DATA SHOWN =

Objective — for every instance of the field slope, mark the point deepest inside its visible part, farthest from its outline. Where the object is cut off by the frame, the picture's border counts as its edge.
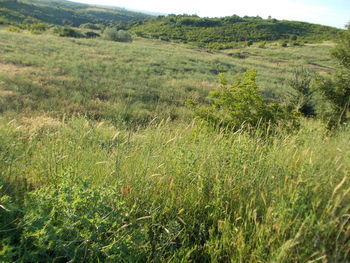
(62, 12)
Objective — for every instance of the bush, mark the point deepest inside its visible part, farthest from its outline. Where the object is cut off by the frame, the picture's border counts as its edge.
(240, 104)
(67, 31)
(117, 35)
(74, 221)
(302, 99)
(262, 44)
(92, 34)
(250, 43)
(284, 44)
(37, 28)
(335, 89)
(14, 29)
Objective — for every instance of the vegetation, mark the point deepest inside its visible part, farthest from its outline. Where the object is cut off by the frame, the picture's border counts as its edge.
(221, 33)
(101, 161)
(240, 105)
(60, 12)
(336, 88)
(116, 35)
(84, 191)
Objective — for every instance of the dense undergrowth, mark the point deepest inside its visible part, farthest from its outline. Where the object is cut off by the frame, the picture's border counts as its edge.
(135, 180)
(83, 191)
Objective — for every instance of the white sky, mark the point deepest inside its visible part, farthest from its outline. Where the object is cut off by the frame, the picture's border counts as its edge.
(327, 12)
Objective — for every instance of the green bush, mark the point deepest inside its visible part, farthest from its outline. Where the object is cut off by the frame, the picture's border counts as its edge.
(284, 44)
(67, 31)
(240, 105)
(72, 220)
(262, 44)
(302, 98)
(14, 29)
(37, 28)
(335, 89)
(117, 35)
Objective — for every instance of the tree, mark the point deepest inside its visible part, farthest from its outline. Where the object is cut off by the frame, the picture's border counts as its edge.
(302, 91)
(336, 88)
(240, 104)
(117, 35)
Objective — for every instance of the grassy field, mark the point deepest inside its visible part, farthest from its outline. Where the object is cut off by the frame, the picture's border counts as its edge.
(133, 82)
(78, 185)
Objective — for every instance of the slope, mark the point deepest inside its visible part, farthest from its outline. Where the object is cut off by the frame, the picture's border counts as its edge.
(221, 32)
(60, 12)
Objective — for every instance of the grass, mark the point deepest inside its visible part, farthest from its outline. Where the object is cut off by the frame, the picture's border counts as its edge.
(186, 195)
(131, 83)
(77, 184)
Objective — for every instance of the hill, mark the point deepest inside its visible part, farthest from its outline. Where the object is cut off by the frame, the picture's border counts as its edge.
(61, 12)
(222, 32)
(133, 82)
(101, 160)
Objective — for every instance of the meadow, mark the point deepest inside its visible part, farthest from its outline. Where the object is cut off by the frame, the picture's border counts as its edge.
(134, 82)
(101, 160)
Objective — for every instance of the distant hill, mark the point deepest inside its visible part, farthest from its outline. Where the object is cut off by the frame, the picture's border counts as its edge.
(61, 12)
(221, 32)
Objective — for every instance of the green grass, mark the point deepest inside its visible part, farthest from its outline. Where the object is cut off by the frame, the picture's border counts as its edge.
(132, 82)
(100, 160)
(176, 193)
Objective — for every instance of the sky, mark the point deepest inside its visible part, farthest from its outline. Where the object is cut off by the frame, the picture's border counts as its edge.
(326, 12)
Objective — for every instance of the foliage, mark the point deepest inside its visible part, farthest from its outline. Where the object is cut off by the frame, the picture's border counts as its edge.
(205, 31)
(335, 89)
(302, 98)
(14, 29)
(92, 34)
(38, 28)
(63, 13)
(67, 31)
(116, 35)
(240, 104)
(173, 192)
(74, 220)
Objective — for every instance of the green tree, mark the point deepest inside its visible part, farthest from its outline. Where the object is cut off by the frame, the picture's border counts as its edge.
(336, 88)
(240, 104)
(302, 96)
(116, 35)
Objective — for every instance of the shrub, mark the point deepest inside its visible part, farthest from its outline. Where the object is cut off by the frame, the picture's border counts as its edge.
(37, 28)
(335, 89)
(240, 104)
(92, 34)
(117, 35)
(250, 43)
(14, 29)
(303, 92)
(73, 220)
(67, 31)
(284, 44)
(262, 44)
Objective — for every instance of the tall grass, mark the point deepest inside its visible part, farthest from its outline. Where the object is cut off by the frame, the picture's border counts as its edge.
(175, 193)
(130, 83)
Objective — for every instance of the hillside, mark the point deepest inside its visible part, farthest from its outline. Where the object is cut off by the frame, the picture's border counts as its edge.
(133, 82)
(222, 32)
(61, 12)
(103, 160)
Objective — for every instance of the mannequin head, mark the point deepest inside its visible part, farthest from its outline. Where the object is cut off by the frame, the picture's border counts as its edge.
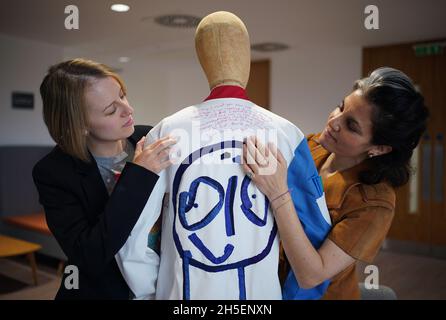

TASK STATEMENT = No picture is to appear in the copy; every entry above is otherwise to be printed verbatim.

EXERCISE OUTPUT =
Objective — for every instance of the field slope, mark the point deepest inside its visible part, farthest from its outline. Where the object is cut off by the frame, the picture's border counts as its edge.
(62, 12)
Objective — for every instance of the bush, mark the point deepest inside its visible part, farthest from its outline. Where the object is cut off by the frame, the picture's border counts as its edge.
(240, 104)
(67, 31)
(117, 35)
(74, 221)
(302, 99)
(262, 44)
(92, 34)
(250, 43)
(284, 44)
(37, 28)
(335, 89)
(14, 29)
Objective — for every instance of the vegetation, mark the point deepest inside its visible part, farthest from its outline. Where the object is cut off by the frame, the picture's border counts as its edge.
(221, 33)
(101, 161)
(240, 105)
(60, 12)
(336, 88)
(116, 35)
(84, 191)
Objective — for every instance of the dense undergrowth, mark the point deepest inside its visible part, farthest from its outline. Where the object is cut off by the frame, the picture's border counts as its edge.
(135, 180)
(83, 191)
Objective — for every instance of the white sky, mark the point deepest inside its visible part, farthest from its outline. Where the object is cut off by the frame, the picture's border counts as its edge.
(327, 12)
Objective — for every instance of the green bush, mark the point deepest inside its visible part, farthest from its outline. Where the object is cut off by the frame, the picture's border counts as its edge.
(284, 44)
(67, 31)
(240, 105)
(72, 220)
(262, 44)
(302, 98)
(14, 29)
(37, 28)
(335, 89)
(117, 35)
Objective — for every instance of the tree, mark the point deepest inside its visible part, farthest from its outline. Where the object is cut off by the frame, the picture's border counts as its edge.
(302, 91)
(336, 88)
(240, 104)
(117, 35)
Objective — for every instance of the grassy field, mark the point deepest inside its visible part, farthest from its outline. Where the object is cut off by the frame, the picture's border counts as its edge.
(133, 82)
(78, 185)
Objective — for every instance of the slope, mark the point deepest inside its visible part, farthest from its outline. Where the object is cut off by the frame, the picture's border counts as its edge.
(221, 32)
(60, 12)
Objective — for every instance of the grass, mark the point deepest inside its visible part, farthest from its outline. Where the object is cut off by the frame, the picture's border counts as its edge.
(186, 195)
(131, 83)
(77, 184)
Objective — for every instance of the hill, mark the point deepest inside its visible part, farthest from its outline. Where the object is cut off by the frame, the picture's border counts as its edge.
(61, 12)
(222, 32)
(133, 82)
(101, 160)
Objective — for every instance of the meadow, mark the point deepest inside its visible part, farthest from its outline. Where the object is cut off by the frame, the picture's border counts as its edge.
(134, 82)
(101, 160)
Objective — for every instance of the distant hill, mark the point deepest inside its visible part, farthest from its outline. Where the object is cut off by the frame, the picture's border counts as its edge.
(61, 12)
(221, 32)
Objective — for every instance of the green grass, mark the point deepest inside its visible part, farthest from its outline. Where the object is cut off by the frame, the picture's border counts as its edge.
(132, 82)
(100, 160)
(176, 193)
Objective — for every instance of the sky, mark the point deepest inside its visible part, farthest from its outline. Where the object is cut off by the frame, the picture's border counts as its edge.
(326, 12)
Objective — for every instance of the foliage, mark the point deepest inside its visible part, farthest from its outline. Where the object is cut off by the frame, the picture's border counts as its edge.
(205, 31)
(335, 89)
(302, 98)
(14, 29)
(92, 34)
(38, 28)
(63, 13)
(67, 31)
(116, 35)
(240, 104)
(173, 192)
(74, 220)
Objective — for every instance of the green tree, mark the point deepest inside its visible part, farthest from its outline. Where the object is cut off by the frame, the picture's border counts as its edge.
(336, 88)
(240, 104)
(302, 96)
(116, 35)
Objective — for every instance of the shrub, mark the point deepest inside its visible part, farthest from its outline. Where the object is cut off by the frame, the picture's border counts as its edge.
(37, 28)
(335, 89)
(240, 104)
(92, 34)
(117, 35)
(250, 43)
(14, 29)
(303, 92)
(73, 220)
(67, 31)
(284, 44)
(262, 44)
Objective — for every instance of the tall grass, mark the point deepest inside its visible part, farthest from its outline. Where the object is cut off by the frame, the picture's border counts as its edge.
(175, 193)
(130, 83)
Objective — for every instance of the hillside, mark the point deepest inside its visible part, farthest from its outline. Where the object is cut off by the frame, the picture's border counts as its edge.
(133, 82)
(222, 32)
(61, 12)
(103, 160)
Objective — for every instance of the mannequin head, mark the point deepest inside its visible part, farthest from its outline. Where the object is cut off by the frame, the picture's border counts as its edge.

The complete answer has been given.